[Stored dataset items]
+--
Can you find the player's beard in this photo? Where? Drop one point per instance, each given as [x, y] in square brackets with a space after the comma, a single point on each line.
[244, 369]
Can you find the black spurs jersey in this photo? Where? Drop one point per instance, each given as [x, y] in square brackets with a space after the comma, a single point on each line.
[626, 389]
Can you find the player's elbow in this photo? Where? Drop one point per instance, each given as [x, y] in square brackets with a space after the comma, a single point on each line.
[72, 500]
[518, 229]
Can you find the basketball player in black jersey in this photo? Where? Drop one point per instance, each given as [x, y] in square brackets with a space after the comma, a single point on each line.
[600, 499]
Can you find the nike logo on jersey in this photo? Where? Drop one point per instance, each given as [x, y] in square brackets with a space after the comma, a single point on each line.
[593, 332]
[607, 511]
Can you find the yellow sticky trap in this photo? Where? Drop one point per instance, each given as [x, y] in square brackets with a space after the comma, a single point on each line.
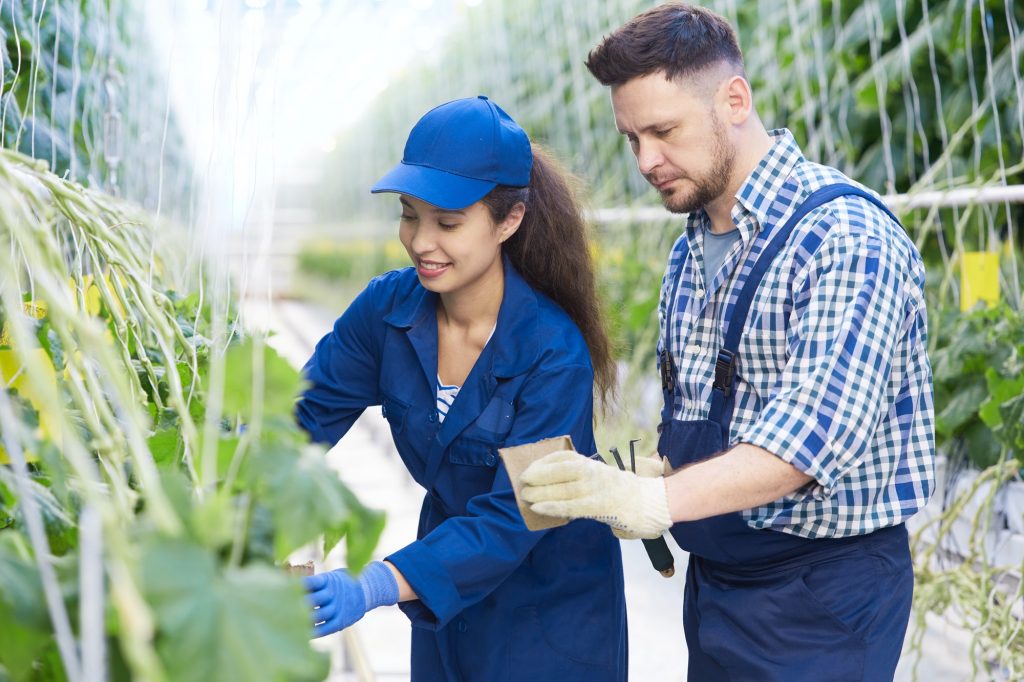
[979, 279]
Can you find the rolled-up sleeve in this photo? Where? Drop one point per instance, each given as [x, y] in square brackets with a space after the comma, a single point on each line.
[833, 392]
[467, 557]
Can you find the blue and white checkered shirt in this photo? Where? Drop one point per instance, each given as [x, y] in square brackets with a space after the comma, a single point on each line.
[833, 375]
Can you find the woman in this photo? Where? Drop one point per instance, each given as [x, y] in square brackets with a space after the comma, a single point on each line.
[493, 339]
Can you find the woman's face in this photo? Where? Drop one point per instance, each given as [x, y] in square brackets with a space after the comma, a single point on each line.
[454, 250]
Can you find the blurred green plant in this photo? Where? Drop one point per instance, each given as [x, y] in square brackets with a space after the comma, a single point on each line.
[122, 402]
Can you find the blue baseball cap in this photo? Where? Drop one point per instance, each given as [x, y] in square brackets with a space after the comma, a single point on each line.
[458, 153]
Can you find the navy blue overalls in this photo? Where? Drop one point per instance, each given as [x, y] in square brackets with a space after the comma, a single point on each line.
[762, 604]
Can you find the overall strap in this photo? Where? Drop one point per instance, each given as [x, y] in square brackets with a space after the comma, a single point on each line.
[725, 366]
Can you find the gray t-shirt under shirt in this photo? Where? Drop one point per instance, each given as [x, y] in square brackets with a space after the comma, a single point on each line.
[716, 248]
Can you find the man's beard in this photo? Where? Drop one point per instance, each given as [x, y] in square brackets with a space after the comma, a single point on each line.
[709, 185]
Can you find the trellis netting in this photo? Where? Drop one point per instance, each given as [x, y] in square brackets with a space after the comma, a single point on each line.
[906, 96]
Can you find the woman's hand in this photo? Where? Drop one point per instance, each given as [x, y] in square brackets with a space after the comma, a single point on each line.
[339, 600]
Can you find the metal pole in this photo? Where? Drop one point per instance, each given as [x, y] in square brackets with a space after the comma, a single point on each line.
[1013, 194]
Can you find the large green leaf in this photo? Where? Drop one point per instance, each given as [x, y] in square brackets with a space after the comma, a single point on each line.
[306, 499]
[230, 624]
[961, 409]
[281, 382]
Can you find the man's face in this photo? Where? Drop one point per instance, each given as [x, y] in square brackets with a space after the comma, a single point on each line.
[678, 138]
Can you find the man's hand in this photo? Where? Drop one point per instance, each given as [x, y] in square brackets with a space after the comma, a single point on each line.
[653, 466]
[340, 600]
[568, 485]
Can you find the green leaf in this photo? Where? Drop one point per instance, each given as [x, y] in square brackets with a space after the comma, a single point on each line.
[233, 624]
[361, 533]
[165, 445]
[961, 409]
[25, 629]
[306, 498]
[982, 448]
[282, 384]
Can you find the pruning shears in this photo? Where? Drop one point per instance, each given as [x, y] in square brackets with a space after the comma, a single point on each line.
[657, 549]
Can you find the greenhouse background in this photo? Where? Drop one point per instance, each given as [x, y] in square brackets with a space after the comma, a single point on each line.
[184, 209]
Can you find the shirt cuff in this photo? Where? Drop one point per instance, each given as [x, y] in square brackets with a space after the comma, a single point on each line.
[425, 573]
[798, 434]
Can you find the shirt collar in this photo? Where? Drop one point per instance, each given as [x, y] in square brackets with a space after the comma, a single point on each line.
[762, 186]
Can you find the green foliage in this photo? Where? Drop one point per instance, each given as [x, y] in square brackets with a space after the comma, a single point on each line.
[205, 486]
[221, 623]
[86, 99]
[978, 367]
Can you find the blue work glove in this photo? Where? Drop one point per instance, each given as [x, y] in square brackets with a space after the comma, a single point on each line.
[340, 599]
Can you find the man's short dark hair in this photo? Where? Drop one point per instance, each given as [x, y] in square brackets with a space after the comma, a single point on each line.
[675, 38]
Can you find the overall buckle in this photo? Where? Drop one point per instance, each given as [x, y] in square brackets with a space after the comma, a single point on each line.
[725, 371]
[668, 372]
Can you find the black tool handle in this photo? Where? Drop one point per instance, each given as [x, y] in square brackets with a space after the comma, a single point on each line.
[660, 556]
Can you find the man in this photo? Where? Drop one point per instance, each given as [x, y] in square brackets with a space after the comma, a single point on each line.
[799, 419]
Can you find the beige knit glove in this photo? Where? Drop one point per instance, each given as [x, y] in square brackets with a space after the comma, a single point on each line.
[567, 485]
[653, 466]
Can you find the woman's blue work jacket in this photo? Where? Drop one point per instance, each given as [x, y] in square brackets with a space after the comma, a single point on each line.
[497, 601]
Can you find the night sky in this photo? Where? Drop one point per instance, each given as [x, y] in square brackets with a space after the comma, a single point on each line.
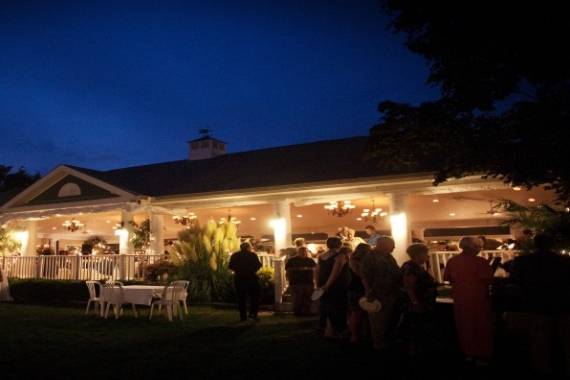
[111, 84]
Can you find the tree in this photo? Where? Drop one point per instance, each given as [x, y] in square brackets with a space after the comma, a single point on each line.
[504, 107]
[19, 179]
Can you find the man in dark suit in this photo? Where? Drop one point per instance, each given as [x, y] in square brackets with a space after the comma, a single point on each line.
[245, 265]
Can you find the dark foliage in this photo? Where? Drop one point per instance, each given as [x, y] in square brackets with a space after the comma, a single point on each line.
[504, 108]
[19, 179]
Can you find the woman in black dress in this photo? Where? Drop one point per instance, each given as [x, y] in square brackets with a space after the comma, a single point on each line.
[333, 278]
[356, 291]
[419, 306]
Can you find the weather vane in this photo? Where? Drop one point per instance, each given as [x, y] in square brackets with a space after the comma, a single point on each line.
[205, 132]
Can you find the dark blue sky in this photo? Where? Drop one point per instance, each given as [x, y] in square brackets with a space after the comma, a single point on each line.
[112, 84]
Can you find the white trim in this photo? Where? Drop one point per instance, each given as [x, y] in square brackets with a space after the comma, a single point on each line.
[51, 179]
[309, 193]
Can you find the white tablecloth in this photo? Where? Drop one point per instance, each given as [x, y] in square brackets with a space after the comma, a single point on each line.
[137, 294]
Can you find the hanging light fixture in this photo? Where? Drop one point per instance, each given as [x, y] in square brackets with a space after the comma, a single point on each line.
[184, 220]
[72, 225]
[340, 208]
[372, 214]
[230, 218]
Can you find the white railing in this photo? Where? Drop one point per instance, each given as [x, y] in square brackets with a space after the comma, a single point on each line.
[438, 260]
[114, 267]
[267, 259]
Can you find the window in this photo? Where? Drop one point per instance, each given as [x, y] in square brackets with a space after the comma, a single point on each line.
[69, 190]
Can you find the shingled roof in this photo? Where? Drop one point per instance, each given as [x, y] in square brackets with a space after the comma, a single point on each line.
[287, 165]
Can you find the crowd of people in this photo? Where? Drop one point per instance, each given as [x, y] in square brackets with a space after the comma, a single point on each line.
[363, 292]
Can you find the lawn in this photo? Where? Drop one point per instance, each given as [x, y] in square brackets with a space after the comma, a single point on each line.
[60, 342]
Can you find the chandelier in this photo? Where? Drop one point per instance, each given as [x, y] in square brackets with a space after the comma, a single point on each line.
[72, 225]
[185, 220]
[372, 214]
[230, 218]
[340, 208]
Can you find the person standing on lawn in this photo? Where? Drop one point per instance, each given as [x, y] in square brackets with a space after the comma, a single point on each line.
[300, 271]
[470, 278]
[245, 265]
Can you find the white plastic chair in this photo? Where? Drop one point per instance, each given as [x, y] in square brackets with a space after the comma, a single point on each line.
[170, 299]
[92, 286]
[182, 295]
[117, 300]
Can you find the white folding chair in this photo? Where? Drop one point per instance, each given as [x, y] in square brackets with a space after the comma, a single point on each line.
[117, 300]
[93, 286]
[182, 294]
[169, 299]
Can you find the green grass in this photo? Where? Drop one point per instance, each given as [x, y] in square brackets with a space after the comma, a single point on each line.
[60, 342]
[56, 341]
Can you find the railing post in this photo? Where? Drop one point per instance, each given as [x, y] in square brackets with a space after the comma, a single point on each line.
[77, 267]
[122, 267]
[39, 264]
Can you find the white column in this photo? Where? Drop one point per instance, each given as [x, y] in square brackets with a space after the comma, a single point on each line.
[400, 226]
[125, 245]
[419, 233]
[282, 225]
[29, 243]
[156, 234]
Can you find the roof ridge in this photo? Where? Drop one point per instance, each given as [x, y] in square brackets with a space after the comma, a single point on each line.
[235, 153]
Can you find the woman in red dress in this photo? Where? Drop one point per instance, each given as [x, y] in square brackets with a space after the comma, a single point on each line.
[470, 277]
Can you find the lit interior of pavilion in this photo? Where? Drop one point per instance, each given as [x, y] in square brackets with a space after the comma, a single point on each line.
[429, 217]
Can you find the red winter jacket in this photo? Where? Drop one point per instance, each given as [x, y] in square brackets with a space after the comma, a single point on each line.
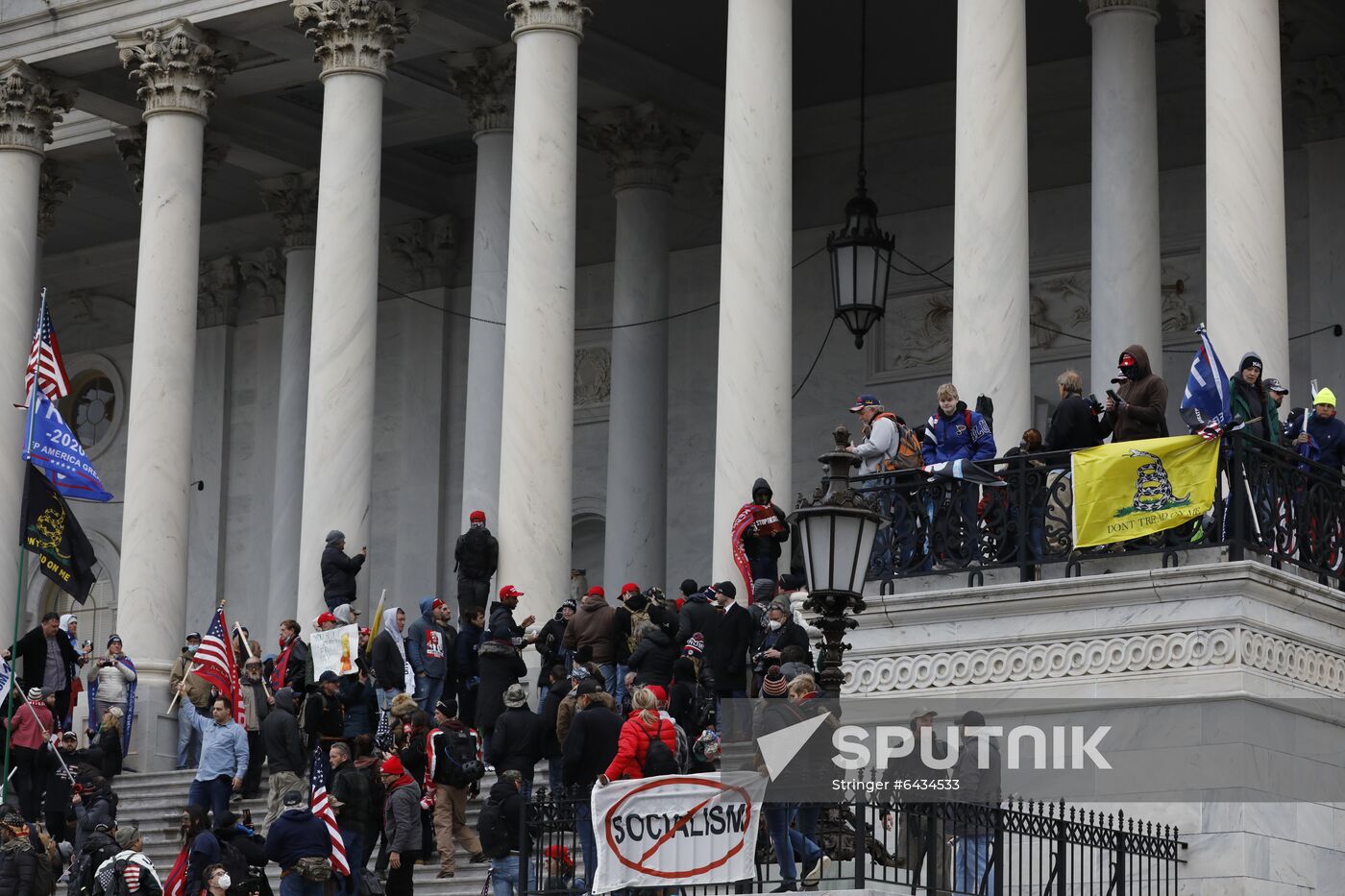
[635, 741]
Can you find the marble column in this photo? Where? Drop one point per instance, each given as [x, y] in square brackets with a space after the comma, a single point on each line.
[354, 46]
[643, 147]
[1126, 289]
[484, 80]
[177, 66]
[753, 408]
[30, 107]
[293, 202]
[537, 430]
[990, 341]
[1247, 291]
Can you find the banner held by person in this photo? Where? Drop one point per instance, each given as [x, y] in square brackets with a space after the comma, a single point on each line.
[695, 829]
[53, 533]
[51, 446]
[1132, 489]
[335, 650]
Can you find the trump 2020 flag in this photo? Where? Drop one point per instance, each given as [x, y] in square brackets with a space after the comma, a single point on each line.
[1206, 401]
[53, 533]
[51, 446]
[1133, 489]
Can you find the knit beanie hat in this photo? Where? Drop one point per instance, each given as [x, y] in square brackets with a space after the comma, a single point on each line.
[773, 684]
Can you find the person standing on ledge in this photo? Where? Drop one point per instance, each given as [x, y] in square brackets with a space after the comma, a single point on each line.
[339, 570]
[477, 554]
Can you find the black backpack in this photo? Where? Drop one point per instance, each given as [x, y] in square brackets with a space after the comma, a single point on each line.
[493, 831]
[459, 757]
[658, 758]
[235, 864]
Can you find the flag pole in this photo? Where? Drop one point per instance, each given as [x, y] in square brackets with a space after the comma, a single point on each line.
[17, 588]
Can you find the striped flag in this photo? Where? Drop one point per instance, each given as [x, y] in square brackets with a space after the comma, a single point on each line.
[177, 883]
[217, 665]
[320, 806]
[44, 362]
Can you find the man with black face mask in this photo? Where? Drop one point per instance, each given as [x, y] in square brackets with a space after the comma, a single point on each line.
[1139, 409]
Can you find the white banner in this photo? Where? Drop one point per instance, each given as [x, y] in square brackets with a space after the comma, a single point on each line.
[335, 650]
[659, 832]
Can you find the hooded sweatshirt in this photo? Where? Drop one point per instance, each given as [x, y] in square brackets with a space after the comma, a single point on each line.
[1146, 402]
[428, 643]
[594, 627]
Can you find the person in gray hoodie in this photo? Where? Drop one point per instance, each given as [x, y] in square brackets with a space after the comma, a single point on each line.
[429, 641]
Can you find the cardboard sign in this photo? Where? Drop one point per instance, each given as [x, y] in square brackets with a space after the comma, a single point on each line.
[659, 832]
[335, 650]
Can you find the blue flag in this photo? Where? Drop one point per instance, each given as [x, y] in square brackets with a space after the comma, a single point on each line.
[51, 446]
[1207, 397]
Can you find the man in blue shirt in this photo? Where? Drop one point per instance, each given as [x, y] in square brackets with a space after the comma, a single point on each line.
[224, 754]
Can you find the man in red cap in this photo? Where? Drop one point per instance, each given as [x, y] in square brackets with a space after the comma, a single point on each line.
[477, 556]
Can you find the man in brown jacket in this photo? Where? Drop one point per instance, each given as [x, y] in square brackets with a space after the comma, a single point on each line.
[1142, 408]
[592, 635]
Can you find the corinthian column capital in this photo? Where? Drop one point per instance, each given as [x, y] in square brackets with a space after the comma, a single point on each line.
[292, 200]
[354, 36]
[548, 15]
[484, 80]
[30, 107]
[178, 66]
[643, 144]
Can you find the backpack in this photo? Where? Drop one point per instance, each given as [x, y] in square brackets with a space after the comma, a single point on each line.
[235, 864]
[459, 757]
[86, 868]
[493, 831]
[43, 872]
[636, 619]
[658, 758]
[907, 453]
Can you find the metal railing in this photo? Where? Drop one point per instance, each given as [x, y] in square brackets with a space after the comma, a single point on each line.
[1268, 500]
[924, 849]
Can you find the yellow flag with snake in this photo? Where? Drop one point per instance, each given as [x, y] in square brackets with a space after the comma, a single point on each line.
[1139, 487]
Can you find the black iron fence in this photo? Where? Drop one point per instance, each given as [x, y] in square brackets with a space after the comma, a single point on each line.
[925, 849]
[1268, 500]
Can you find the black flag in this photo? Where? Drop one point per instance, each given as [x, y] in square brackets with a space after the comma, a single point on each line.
[51, 532]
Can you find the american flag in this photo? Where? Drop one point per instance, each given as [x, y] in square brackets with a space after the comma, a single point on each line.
[322, 808]
[217, 665]
[177, 884]
[44, 359]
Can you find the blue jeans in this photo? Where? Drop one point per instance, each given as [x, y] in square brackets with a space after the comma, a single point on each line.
[354, 842]
[211, 794]
[188, 745]
[588, 842]
[504, 875]
[968, 868]
[428, 690]
[295, 885]
[787, 839]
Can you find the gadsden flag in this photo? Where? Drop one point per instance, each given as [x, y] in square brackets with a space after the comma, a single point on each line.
[53, 533]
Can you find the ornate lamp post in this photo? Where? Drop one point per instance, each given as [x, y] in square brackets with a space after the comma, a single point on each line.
[837, 529]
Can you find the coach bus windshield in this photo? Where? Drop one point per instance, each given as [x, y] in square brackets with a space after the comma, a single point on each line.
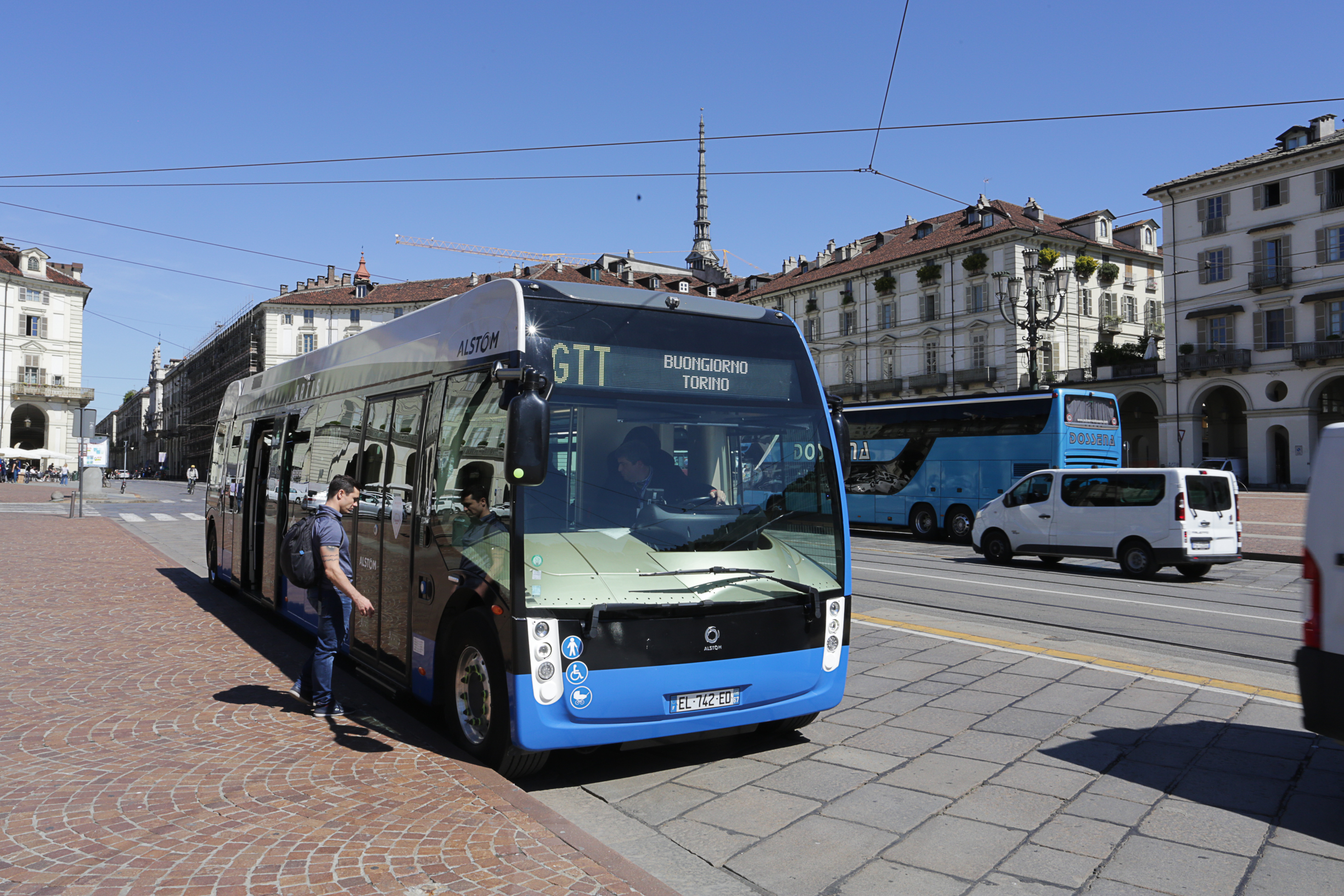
+--
Starting at the line with "Can you find the blue jeans", write out every line exactly through the final line of the records above, both included, and skip the pictures.

Worked solution
Can you find the blue jeans in this photo? Where? Drop one point per instance, each given as [x, y] in square brackets with a space after the comma, a single point on each line.
[354, 842]
[211, 794]
[188, 745]
[588, 842]
[504, 875]
[968, 868]
[428, 690]
[295, 885]
[787, 839]
Can you find the gadsden flag in this photo? Where? Drop one point per instance, each given as [x, y] in square brackets with a space after the comma, a single point on each line.
[53, 533]
Can you find the ornate lamp post in this photo? Where? Drop one point per instance, each given as [x, y] in square brackets with a space after the comma, a single point on each line.
[837, 529]
Can you find the coach bus windshield in this photo? Where? Drop one point per instance, each given as [x, y] in square brackets with a space after the comma, a single point on each line.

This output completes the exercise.